• _Reading passage_

----

AddressSanitizer

Denise Ratasich edited this page Mar 11, 2016 · 1 revision

AddressSanitizer was originally implemented in Clang (since Clang 3.1), then ported to GCC (since GCC 4.8). It is useful for diagnosing segmentation faults, memory corruption bugs, double free()s, and other memory management troubles. Similar to Valgrind's memcheck, it is faster, more accurate, and its output is far more user-friendly, but it must be explicitly compiled into the program, which may modify its timing behavior significantly.

Caveat lector

  • Make sure you compiled your code using the -g switch, which generates debugging symbols and makes the output of AddressSanitizer far easier to follow.
  • Since a majority of memory accesses is checked, AddressSanitizer will slow down any but the most trivial programs.

----

• _Given data_

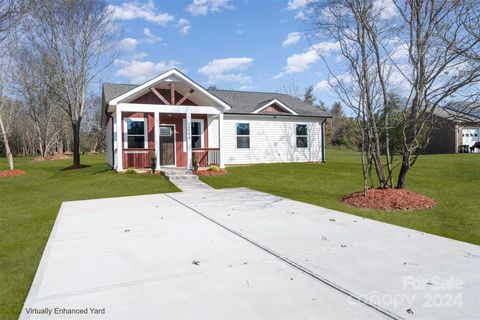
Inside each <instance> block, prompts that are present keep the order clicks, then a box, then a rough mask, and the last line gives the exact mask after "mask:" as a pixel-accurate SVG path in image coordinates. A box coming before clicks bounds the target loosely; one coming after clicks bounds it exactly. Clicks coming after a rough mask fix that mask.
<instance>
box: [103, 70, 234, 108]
mask: <svg viewBox="0 0 480 320" xmlns="http://www.w3.org/2000/svg"><path fill="white" fill-rule="evenodd" d="M167 91H168V92H167ZM187 100H188V101H187ZM134 101H137V102H138V101H145V102H141V103H151V104H171V105H187V104H188V105H198V106H214V107H221V108H223V109H225V110H229V109H230V106H229V105H228V104H227V103H225V102H224V101H222V100H221V99H219V98H218V97H216V96H215V95H213V94H211V93H210V92H208V91H207V90H205V89H204V88H203V87H202V86H200V85H198V84H197V83H196V82H194V81H193V80H191V79H190V78H188V77H187V76H185V75H184V74H183V73H181V72H180V71H179V70H177V69H171V70H169V71H167V72H165V73H163V74H161V75H160V76H158V77H156V78H154V79H152V80H149V81H147V82H145V83H143V84H141V85H139V86H136V87H135V88H133V89H131V90H129V91H127V92H125V93H123V94H121V95H119V96H117V97H115V98H113V99H112V100H110V101H108V104H109V105H110V106H116V105H117V104H118V103H132V102H134ZM189 103H190V104H189Z"/></svg>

----

• _To do_
A: According to the AddressSanitizer page, why will AddressSanitizer slow down any but the most trivial programs? Answer in one to three sentences.
B: Summarize the AddressSanitizer page in two sentences.

• _Solutions for each task_
A: It slows programs down because it checks a majority of memory accesses.

B: AddressSanitizer, first implemented in Clang and later ported to GCC, helps diagnose segmentation faults, memory corruption, double free()s and other memory management problems, and it is faster, more accurate and more user-friendly than Valgrind's memcheck. It must be compiled into the program, which can significantly change timing and slows all but trivial programs, and compiling with -g makes its output easier to follow.